→ ACTIVITY
The copy you print must match the listing exactly, with its pictures removed.

EXERCISE DATA START

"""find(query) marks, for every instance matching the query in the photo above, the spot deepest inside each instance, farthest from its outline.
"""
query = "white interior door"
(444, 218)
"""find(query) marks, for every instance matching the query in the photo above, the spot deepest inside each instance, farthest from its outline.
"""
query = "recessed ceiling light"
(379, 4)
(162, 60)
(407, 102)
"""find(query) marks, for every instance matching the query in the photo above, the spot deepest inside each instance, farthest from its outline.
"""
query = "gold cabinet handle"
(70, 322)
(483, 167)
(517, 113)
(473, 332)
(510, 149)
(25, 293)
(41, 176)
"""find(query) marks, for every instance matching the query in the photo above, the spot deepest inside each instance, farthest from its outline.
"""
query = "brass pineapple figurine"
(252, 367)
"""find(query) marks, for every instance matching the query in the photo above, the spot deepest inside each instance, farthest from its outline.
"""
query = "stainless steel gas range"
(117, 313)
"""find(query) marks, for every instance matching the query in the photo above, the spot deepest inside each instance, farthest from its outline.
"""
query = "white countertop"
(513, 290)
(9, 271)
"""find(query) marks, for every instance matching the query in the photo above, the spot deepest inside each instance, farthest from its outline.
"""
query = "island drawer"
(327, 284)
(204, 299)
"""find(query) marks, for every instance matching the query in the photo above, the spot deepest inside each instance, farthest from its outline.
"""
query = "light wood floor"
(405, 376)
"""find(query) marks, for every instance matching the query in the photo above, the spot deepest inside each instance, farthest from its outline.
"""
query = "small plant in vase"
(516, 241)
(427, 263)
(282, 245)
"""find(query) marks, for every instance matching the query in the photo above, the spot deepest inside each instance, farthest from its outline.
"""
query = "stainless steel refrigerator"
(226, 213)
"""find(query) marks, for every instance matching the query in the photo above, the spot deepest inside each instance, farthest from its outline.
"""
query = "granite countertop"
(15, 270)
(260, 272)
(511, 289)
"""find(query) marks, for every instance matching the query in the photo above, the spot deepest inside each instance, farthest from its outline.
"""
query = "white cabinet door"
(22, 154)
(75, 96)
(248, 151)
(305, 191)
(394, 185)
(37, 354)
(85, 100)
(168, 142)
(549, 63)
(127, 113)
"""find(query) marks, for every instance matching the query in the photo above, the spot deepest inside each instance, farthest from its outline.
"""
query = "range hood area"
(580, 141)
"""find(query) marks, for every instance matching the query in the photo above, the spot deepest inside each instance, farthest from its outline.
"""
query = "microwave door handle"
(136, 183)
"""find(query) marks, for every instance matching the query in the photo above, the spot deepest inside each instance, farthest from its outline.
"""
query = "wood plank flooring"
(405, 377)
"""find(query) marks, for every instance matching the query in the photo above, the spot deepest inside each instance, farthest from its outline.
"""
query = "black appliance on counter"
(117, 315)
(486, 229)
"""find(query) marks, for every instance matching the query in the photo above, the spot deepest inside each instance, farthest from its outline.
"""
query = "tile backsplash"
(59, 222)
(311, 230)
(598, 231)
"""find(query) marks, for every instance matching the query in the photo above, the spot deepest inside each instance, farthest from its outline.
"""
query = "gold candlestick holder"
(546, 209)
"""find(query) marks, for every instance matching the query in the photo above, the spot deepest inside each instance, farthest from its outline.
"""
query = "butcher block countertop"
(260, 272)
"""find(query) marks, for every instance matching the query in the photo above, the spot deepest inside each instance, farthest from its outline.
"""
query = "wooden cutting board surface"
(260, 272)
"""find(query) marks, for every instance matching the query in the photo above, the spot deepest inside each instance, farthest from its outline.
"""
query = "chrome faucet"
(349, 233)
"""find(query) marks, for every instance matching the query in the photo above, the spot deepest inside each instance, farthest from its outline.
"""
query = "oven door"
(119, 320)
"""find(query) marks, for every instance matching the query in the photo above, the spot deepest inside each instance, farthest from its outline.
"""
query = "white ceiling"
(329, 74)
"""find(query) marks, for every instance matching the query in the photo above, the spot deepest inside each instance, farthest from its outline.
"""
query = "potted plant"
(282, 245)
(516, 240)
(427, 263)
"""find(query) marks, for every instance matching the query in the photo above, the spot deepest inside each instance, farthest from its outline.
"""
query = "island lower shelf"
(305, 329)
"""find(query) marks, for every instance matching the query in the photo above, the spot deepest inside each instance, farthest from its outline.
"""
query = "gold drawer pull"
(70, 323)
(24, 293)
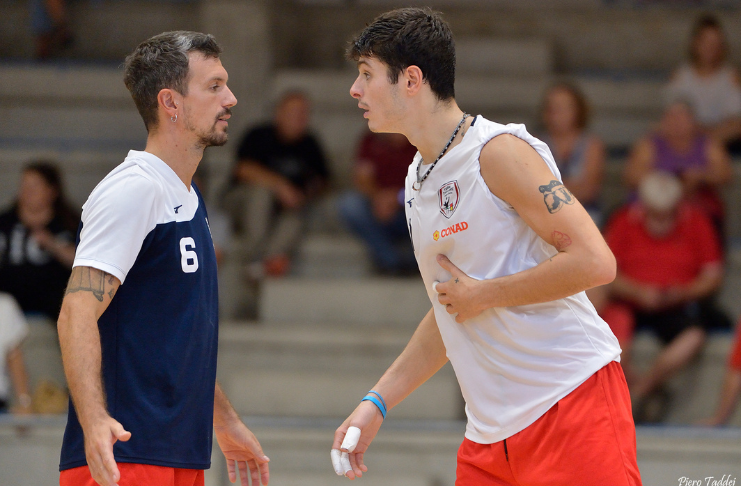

EXERCISE DATA END

→ FINISHED EXERCISE
"""find(query) marks, for every instance matching the query in the photo above, the spot deepest inside each instance, farthest from its outline.
"""
query = "white interior door"
(444, 218)
"""find(query) marks, for every instance matching the query in the photo above, the spot deepest inside each instance, farthest from its outline.
"""
query = "recessed ceiling light"
(379, 4)
(162, 60)
(407, 102)
"""find(query) marks, for every instance matching the query in the photo above, the spot deepest inside each instance, farthest from its outline.
"""
query = "gold cabinet handle"
(70, 322)
(483, 167)
(517, 113)
(473, 332)
(510, 149)
(25, 293)
(41, 176)
"""find(query) marks, for every instance matching the query in the photo above, the spot deepest inside each instance, farthest from its outline.
"""
query = "brass pineapple figurine"
(252, 367)
"""find(query) marks, for every instance matching the query in the photo above, the spot deepest inside each instance, farthest from its outline.
"""
query = "stainless steel gas range"
(117, 313)
"""find(query) marks, for every instance matching the query in the photo above, the spot deepest inside each instance, farthest from its outline.
"""
query = "white countertop"
(513, 290)
(9, 271)
"""find(query) marks, for every instance matching the query in the photo above, the spot deepest inside each instance, farthest from its outline.
"""
query = "island drawer"
(327, 284)
(204, 299)
"""find(query) marks, for every instance matching the query in the photo above, the spot deepest inside each instance, farthest from its outline.
"""
query = "light wood floor"
(405, 376)
"""find(query) marks, for every instance matching the query in the photo above, the spot deepest inside each instance, farthest from its outline.
"""
query = "small plant in vase"
(516, 241)
(427, 263)
(282, 245)
"""find(query) marks, for every instance matching the query in the photo above, the spot deepest inside each instance, farthest from its outline.
"""
query = "stainless steel refrigerator"
(226, 213)
"""find(query) marks, for every instance matching the query in the photo above, the spot deepest inside each instance, farthest from its outline.
"""
query = "granite countertop"
(15, 270)
(260, 272)
(511, 289)
"""find(query) marks, for every instance matching the query in the photo above, the spot deepest inside each instance, farthest from its outline.
"""
query = "white cabinet door"
(22, 154)
(75, 96)
(248, 151)
(305, 191)
(394, 185)
(37, 354)
(85, 100)
(168, 142)
(549, 63)
(127, 113)
"""find(query) marks, for every instance matching the query in the photo above, the spot deepest inside each instance, farthest from its outline.
"""
query = "range hood area"
(580, 141)
"""find(query) marks, for every instance matching the query in the photo above, the spot deepest inside each instance, farthest from its outline.
"""
query = "microwave door handle"
(136, 183)
"""find(query) marks, for every instance matching the query in the photo above, the spot deepest inside each instance, farthest from its outline.
"""
query = "wood plank flooring"
(405, 377)
"""find(query) marks, for every instance matching the query in the photo above, the spot deepest inside each instance, farthest from its outline.
"""
query = "black appliance on counter"
(117, 315)
(486, 229)
"""find(query) marks, for every instance matching the query in the photo above, the spot deepest inside each instance, farthest from its outline.
"""
query = "tile backsplash"
(59, 222)
(311, 230)
(598, 231)
"""find(query) marks, for every instance matching the query in the photo above, the spot deepest inside each instance, farthest from its outline.
"""
query = "gold candlestick holder"
(546, 209)
"""find(query) marks, for every instance matching the query in the photo above, the spot deepest inside each instance, farthest from its outline.
"""
query = "butcher block countertop"
(260, 272)
"""find(query) marks, for every instance matching the query in the photo above, the spot deepest inside each instance, farthest from its outline.
"""
query = "wooden cutting board surface"
(260, 272)
"""find(query) marks, for every instance matching the query in the photo above, the spot deepest inside each instance, farthest from its outline.
"""
query = "chrome faucet"
(349, 233)
"""find(query) marks, for every instance matching the query in the photo above, the spot deepest inside each instance, farthest from its outline.
"""
query = "oven door"
(119, 320)
"""find(query) marks, for every instance matching the query in the photo above, the spot deepest inside each instance, farthest from its outline.
"""
query = "white ceiling"
(329, 74)
"""find(query) marks, for every instance matching the query in the photo above, the spot deepest inside each instance, farthest from its outline.
"""
query = "potted plant"
(282, 245)
(516, 240)
(427, 263)
"""find(query) marks, for every instance matching the query in the photo above, the spot deepest inside each instance, farthest from its outline.
"""
query = "island lower shelf"
(305, 329)
"""find(query) marks, for every instance matching the query in the photo above, the spot deepest inside each instance, farthest from its outline.
"""
query = "gold drawer pull"
(70, 323)
(24, 293)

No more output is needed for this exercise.